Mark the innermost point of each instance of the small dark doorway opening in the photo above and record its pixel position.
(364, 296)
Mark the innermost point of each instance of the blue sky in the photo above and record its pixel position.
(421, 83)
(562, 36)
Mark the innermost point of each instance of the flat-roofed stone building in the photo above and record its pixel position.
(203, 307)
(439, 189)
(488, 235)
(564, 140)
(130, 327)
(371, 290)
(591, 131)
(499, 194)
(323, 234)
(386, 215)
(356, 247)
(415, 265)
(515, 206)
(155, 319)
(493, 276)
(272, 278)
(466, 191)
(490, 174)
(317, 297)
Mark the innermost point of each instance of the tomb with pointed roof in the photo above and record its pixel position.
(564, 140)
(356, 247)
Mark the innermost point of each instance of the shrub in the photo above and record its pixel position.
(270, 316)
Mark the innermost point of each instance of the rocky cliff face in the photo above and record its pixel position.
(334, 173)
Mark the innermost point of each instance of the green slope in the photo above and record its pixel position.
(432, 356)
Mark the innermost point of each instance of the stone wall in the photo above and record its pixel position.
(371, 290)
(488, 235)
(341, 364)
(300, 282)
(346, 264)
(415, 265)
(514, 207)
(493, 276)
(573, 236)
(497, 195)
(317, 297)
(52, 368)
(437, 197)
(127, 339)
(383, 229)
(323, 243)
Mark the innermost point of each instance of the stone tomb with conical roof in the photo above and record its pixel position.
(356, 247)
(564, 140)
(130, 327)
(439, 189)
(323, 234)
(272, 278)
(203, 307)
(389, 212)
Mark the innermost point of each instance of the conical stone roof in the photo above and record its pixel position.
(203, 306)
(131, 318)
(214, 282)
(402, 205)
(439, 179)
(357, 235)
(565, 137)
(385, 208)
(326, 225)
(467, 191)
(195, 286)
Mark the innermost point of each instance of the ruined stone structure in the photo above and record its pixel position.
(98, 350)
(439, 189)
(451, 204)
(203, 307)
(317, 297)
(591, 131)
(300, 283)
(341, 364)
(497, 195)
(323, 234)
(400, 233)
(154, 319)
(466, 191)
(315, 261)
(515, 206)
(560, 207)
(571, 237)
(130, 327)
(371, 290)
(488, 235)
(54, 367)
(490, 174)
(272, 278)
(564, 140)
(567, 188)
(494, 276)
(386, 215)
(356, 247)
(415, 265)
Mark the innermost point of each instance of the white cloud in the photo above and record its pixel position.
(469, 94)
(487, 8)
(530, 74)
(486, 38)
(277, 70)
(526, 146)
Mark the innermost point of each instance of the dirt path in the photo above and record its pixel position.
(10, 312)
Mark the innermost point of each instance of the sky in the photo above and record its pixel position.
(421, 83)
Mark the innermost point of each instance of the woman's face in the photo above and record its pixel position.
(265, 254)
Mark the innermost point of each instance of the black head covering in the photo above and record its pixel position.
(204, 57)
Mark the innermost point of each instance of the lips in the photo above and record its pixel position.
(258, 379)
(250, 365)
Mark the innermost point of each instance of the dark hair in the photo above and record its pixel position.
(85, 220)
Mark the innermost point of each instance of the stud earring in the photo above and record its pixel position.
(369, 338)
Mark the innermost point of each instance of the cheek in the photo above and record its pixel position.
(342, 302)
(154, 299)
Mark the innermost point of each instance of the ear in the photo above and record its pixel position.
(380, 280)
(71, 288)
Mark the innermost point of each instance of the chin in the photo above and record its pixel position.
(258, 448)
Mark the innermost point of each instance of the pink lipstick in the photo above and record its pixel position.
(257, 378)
※
● **TO DO**
Could you write out all the entries word for word?

● **SOLVED PROBLEM**
Mark the innermost point of each instance of the small dark doorway opening in the photo above and record its pixel position.
(364, 296)
Mark the innermost point of each instance of the blue sky in the photo above and record its pixel position.
(421, 83)
(562, 36)
Mark the innermost point of each instance of the flat-roofed stone building in the photo above and record its pixel position.
(203, 307)
(439, 189)
(488, 235)
(564, 140)
(130, 327)
(371, 290)
(591, 131)
(499, 194)
(323, 234)
(386, 215)
(356, 247)
(415, 265)
(515, 206)
(155, 319)
(493, 276)
(272, 278)
(466, 191)
(490, 174)
(317, 297)
Mark the innermost point of each instance of the tomb with pointed roof in the photo above and record its pixel position.
(564, 140)
(356, 247)
Mark the innermost point of each instance of the shrub in the photo above and record its pixel position.
(270, 316)
Mark the innermost point of each instance of the rocky cliff face in the photo above and record its pixel position.
(334, 173)
Mark the innermost point of each instance of the green slope in the photo above and record its pixel position.
(432, 356)
Mark the innermost point of each instance of the stone wall in the photo above and record its pixel position.
(371, 290)
(488, 235)
(341, 364)
(300, 282)
(346, 264)
(415, 265)
(514, 207)
(493, 276)
(573, 236)
(497, 195)
(317, 297)
(52, 368)
(437, 197)
(127, 339)
(383, 229)
(323, 243)
Mark the innermost point of each instance of the stone tomb with conical roof in the photo above and record its pixel position.
(356, 247)
(564, 140)
(130, 327)
(439, 189)
(323, 234)
(272, 278)
(203, 307)
(389, 212)
Mark the innermost point of each instance of the conical stone roof in the photo above and record its pixel position.
(203, 306)
(131, 318)
(214, 282)
(402, 205)
(439, 179)
(357, 235)
(565, 137)
(385, 208)
(326, 225)
(467, 191)
(195, 286)
Mark the innermost point of each instance of the ruined stone structure in the photo above and record its pixel position.
(98, 350)
(439, 189)
(451, 204)
(203, 307)
(317, 297)
(591, 131)
(300, 283)
(341, 364)
(497, 195)
(323, 234)
(400, 233)
(154, 319)
(466, 191)
(315, 261)
(515, 206)
(560, 207)
(571, 237)
(130, 327)
(371, 290)
(488, 235)
(54, 367)
(490, 174)
(272, 278)
(564, 140)
(567, 188)
(494, 276)
(386, 215)
(356, 247)
(415, 265)
Mark the innermost point of each instance of the white cloud in the photo above and record its pixel position.
(469, 94)
(487, 8)
(530, 74)
(486, 38)
(277, 70)
(526, 146)
Mark the innermost point of each instance of the dirt path in the photo above and record its pixel position.
(10, 312)
Mark the innermost point of each instance of the sky in the photo above and record its pixel position.
(421, 83)
Mark the innermost point of each instance of the woman's face in the photo above and record its pixel position.
(265, 254)
Mark the innermost point of each instance of the black head covering in the photo above and record its pixel position.
(204, 57)
Mark the innermost point of each instance of the lips in the photo above and record its pixel position.
(258, 379)
(250, 365)
Mark the innermost point of each instance of the dark hair in the photo above and record its pixel position.
(85, 220)
Mark the innermost point of each instance of the stud earring in the photo above and record its pixel position.
(369, 338)
Mark the innermost point of each instance of the cheek in the photo above and record its pixel position.
(342, 302)
(154, 299)
Mark the innermost point of each instance of the ear in the photo above and record its pixel position.
(380, 280)
(71, 288)
Mark the innermost point of each instance of the chin in the photo above and record its pixel position.
(258, 448)
Mark the innermost point of each instance of the pink lipstick in the photo above and record its pixel position.
(257, 378)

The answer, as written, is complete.